Что требуется: Назовите всех людей, которых Борис Кочейшвили в интервью ниже прямо называет своими родственниками.

Фрагмент документа:
Александр Панов (Фёдор Ромер), интервью с Борисом Кочейшвили.

Беседа записана на выставке «Архитектурная графика Бориса Кочейшвили», которая проходила в галерее ВХУТЕМАС с 31мая по 18 июня 2010 года.

Б.К. Я могу с самого начала что-то вроде преамбулы дать. Я учился в училище 1905 года. Преподаватели ничего не умели преподать, и все образование, какое у меня было, - это мои личные усилия. Хотя я думаю, что среди тех, кто учится, так оно происходит со всеми. Все учатся, но если твоих личных усилий нет, то никакие педагоги тебе ничего тебе в башку не забьют. И так случилось, что когда я кончил училище, то я стал родственником Кирилла Фомина. К.Ф. это внук знаменитого архитектора Ивана Фомина и философа Эрна.

А.П. - Владимира Эрна.

Б.К. – Да. И таким образом я сразу вошел в круг архитекторов. Не художников, ведь откуда художники — мальчишка только кончил ПТУ, какие художники, где их взять… Каждая картина в раме и на холсте уже вызывала у меня трепет. Выпускники Суриковки конечно писали огромные картины, дипломные работы у них были, что твоя «Боярыня Морозова». Но я ни одного такого «настоящего» художника в то время не знал. Зато попав в среду Кирилла Фомина, я сразу окунулся в сердцевину и традиционной и новаторской интеллектуальной элиты из архитектурной среды. Там еще был такой Орлов – который ДНЕПРОГЭС построил. Колли, Орлов и другие. Все они стали моими родственниками. И поэтому я с самого начала имел доступ к тому, к чему в то время, наверное, мало кто имел свободный доступ - зарубежным журналам по архитектуре. Георгий Михайлович Орлов был какой-то президент международной ассоциации архитекторов, и он получал кучу зарубежных журналов. Всякие Райты и прочие были для меня легко доступны и известны. И эта любовь к архитектуре осталась у меня на всю жизнь. Ну, вот такая преамбула.

Показанные сведения:
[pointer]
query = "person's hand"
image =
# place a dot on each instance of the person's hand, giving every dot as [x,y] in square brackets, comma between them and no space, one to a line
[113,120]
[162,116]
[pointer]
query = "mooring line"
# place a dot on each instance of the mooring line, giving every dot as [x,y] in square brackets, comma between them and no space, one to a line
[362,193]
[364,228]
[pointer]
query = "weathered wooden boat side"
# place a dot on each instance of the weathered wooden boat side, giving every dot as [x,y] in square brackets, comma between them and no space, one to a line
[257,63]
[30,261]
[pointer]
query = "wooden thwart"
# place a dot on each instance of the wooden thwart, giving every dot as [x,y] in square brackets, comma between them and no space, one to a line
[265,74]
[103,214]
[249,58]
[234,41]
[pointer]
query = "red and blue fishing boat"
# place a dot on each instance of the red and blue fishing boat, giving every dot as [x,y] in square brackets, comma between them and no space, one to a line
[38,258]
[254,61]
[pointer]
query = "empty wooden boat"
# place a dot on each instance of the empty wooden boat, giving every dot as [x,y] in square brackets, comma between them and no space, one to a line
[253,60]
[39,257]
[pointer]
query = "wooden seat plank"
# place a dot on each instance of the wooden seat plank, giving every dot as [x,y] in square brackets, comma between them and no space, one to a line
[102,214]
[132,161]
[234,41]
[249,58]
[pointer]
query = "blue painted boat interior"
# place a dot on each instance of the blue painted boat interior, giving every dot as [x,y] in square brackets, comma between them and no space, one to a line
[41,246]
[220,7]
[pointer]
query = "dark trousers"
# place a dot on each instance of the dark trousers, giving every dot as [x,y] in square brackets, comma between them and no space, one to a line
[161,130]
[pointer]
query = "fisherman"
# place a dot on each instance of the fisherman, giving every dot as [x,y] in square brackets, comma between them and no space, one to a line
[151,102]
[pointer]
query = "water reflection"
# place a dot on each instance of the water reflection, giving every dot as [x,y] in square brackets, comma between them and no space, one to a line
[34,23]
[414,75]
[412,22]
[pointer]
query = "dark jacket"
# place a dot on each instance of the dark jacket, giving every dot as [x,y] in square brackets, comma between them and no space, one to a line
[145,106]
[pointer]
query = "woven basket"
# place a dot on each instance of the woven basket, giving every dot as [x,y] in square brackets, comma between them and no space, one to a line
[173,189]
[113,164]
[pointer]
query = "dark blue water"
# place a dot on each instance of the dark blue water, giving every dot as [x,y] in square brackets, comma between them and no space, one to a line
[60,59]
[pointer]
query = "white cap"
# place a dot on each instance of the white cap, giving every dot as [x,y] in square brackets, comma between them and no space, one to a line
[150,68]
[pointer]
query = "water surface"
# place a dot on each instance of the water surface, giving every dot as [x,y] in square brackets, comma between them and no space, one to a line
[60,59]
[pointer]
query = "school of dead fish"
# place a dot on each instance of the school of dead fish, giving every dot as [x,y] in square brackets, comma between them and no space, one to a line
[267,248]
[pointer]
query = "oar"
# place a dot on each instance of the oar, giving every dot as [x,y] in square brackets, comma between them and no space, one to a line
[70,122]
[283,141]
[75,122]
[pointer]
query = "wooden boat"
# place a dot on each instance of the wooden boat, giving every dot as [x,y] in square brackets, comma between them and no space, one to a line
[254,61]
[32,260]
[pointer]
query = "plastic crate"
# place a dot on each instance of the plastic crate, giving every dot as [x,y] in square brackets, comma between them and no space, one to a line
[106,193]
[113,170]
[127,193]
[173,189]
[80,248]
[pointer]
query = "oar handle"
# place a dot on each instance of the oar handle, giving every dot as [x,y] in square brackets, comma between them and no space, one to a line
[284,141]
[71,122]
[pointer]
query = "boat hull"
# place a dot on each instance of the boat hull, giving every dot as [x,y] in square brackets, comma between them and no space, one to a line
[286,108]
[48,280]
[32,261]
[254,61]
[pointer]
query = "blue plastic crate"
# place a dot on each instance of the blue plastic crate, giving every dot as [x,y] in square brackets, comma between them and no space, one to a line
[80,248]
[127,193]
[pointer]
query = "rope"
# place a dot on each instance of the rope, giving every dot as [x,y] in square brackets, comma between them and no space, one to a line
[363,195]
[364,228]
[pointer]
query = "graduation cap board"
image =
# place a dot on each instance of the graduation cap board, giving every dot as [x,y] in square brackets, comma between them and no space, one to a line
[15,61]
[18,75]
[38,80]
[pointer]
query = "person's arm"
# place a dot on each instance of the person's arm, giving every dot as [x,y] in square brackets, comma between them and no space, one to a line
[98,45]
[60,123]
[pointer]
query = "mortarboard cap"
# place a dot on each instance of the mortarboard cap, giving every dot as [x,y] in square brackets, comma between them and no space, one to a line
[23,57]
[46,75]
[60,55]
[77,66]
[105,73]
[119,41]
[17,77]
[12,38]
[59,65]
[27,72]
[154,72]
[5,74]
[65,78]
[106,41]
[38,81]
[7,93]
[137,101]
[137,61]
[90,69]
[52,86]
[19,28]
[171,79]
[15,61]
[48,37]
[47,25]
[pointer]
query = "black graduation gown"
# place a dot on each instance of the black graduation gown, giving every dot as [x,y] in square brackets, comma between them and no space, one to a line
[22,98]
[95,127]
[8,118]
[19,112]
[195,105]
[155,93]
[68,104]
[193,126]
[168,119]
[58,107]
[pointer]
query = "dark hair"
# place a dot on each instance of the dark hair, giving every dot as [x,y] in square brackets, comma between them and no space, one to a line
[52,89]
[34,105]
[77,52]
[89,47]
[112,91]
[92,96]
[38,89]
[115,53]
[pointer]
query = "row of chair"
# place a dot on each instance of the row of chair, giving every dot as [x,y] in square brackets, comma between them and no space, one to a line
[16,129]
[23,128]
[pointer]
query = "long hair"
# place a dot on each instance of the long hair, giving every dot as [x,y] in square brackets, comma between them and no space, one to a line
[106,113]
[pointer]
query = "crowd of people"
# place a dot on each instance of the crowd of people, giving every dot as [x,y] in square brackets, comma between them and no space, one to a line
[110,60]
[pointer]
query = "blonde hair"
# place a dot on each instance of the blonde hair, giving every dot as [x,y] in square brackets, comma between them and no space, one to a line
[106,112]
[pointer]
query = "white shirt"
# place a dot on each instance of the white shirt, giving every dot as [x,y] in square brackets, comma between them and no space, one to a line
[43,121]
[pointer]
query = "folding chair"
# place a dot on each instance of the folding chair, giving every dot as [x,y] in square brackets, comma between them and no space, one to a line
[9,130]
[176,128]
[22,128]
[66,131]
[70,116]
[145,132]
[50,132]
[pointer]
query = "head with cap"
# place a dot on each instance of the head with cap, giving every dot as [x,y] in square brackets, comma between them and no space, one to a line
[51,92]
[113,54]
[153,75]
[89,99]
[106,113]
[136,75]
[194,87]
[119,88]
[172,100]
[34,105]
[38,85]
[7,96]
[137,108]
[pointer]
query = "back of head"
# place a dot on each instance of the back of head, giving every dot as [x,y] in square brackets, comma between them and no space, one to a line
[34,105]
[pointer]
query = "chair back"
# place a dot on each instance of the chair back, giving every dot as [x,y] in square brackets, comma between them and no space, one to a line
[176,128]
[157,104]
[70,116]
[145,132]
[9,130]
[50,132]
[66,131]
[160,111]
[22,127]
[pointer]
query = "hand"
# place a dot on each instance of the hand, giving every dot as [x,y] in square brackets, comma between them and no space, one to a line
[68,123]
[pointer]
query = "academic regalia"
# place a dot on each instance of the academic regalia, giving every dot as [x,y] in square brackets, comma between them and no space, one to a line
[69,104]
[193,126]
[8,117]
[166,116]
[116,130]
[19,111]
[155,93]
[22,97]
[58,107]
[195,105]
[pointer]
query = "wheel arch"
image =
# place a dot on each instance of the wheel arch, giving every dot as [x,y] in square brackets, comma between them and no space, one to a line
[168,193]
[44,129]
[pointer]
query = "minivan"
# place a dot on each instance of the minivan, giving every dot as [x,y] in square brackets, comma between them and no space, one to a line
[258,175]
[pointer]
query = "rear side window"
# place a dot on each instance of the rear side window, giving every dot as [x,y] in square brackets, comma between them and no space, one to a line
---
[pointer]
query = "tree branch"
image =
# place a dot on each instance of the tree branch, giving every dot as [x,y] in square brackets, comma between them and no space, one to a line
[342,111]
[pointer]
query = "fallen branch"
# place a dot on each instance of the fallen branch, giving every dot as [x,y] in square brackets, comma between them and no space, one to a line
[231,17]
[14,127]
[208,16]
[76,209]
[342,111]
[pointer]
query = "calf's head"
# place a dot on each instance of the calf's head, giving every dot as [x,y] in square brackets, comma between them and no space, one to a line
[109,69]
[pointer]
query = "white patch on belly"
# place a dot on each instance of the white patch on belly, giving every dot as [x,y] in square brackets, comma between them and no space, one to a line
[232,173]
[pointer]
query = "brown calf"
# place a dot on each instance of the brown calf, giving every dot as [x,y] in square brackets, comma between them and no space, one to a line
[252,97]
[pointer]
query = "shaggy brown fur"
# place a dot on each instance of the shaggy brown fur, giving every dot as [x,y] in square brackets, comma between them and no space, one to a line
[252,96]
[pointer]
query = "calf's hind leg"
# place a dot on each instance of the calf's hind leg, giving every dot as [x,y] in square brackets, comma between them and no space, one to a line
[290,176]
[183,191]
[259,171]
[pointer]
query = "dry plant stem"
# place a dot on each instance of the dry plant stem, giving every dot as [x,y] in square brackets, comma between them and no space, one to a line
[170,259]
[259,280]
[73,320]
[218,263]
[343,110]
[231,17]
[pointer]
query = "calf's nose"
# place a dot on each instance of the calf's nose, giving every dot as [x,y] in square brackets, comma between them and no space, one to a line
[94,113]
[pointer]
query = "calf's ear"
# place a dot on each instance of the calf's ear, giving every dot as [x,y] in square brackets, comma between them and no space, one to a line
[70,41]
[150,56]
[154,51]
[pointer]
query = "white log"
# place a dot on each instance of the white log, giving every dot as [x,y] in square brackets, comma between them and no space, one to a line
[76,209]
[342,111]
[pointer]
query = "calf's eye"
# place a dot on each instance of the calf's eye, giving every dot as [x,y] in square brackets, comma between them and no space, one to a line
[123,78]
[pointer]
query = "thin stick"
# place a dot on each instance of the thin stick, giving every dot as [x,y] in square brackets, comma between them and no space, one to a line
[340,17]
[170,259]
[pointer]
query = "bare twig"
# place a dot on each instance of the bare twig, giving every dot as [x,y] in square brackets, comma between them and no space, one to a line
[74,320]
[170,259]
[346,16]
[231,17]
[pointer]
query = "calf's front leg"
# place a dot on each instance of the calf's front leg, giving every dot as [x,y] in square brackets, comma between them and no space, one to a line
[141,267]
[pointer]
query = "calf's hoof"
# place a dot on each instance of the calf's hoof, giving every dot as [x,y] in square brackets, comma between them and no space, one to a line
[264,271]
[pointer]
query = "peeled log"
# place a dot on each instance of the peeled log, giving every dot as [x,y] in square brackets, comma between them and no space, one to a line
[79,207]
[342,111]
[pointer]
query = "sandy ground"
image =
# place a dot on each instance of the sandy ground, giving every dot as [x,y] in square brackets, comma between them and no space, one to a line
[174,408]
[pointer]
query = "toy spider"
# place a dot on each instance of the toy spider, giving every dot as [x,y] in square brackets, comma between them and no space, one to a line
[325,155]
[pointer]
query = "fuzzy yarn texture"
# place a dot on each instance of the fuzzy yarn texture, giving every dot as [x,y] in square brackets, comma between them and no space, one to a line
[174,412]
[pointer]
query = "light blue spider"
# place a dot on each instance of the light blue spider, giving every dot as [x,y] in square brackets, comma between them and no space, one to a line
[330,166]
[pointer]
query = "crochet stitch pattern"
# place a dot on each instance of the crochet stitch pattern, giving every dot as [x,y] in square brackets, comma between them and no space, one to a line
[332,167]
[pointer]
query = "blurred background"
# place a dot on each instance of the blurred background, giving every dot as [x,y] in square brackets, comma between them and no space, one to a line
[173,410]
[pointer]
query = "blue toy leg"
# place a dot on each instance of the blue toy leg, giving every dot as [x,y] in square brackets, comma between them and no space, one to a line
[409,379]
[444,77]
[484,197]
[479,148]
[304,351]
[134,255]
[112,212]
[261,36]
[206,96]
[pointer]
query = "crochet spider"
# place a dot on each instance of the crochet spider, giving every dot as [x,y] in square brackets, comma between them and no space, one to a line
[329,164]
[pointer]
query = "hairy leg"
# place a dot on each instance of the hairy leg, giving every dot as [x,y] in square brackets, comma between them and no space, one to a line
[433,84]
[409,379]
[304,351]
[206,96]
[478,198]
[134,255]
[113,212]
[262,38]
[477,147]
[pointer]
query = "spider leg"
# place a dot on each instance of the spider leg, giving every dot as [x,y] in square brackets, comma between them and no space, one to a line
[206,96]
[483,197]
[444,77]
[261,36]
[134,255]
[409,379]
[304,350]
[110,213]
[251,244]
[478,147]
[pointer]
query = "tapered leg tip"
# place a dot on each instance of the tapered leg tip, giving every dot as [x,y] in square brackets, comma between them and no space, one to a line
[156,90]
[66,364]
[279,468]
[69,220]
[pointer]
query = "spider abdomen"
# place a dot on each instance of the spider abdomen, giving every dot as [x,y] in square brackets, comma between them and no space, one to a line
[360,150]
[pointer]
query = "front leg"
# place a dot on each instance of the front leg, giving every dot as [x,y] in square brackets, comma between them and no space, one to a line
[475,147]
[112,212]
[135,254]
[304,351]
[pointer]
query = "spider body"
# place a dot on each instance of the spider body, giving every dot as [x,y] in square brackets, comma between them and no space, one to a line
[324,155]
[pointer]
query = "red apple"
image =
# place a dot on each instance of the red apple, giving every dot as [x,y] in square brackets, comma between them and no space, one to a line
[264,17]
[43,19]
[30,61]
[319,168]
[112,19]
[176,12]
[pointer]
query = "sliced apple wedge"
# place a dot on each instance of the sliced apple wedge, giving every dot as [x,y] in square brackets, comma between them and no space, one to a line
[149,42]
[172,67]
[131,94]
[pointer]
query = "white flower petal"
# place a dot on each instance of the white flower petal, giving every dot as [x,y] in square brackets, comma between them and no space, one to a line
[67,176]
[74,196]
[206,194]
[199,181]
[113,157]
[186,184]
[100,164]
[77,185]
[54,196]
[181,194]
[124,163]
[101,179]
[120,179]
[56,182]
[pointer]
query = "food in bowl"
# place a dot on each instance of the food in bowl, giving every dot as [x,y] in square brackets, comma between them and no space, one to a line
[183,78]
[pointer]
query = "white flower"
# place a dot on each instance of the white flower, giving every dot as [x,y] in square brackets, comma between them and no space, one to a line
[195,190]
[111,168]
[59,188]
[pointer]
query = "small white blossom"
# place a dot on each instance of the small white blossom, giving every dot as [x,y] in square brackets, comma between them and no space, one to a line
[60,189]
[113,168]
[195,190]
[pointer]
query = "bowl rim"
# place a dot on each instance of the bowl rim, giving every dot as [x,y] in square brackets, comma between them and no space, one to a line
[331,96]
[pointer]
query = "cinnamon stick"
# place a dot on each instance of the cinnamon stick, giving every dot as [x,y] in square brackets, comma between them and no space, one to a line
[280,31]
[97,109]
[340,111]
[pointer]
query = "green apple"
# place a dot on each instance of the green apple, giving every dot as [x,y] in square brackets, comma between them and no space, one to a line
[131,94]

Решённая задача: Кирилл Фомин, Георгий Михайлович Орлов, Колли.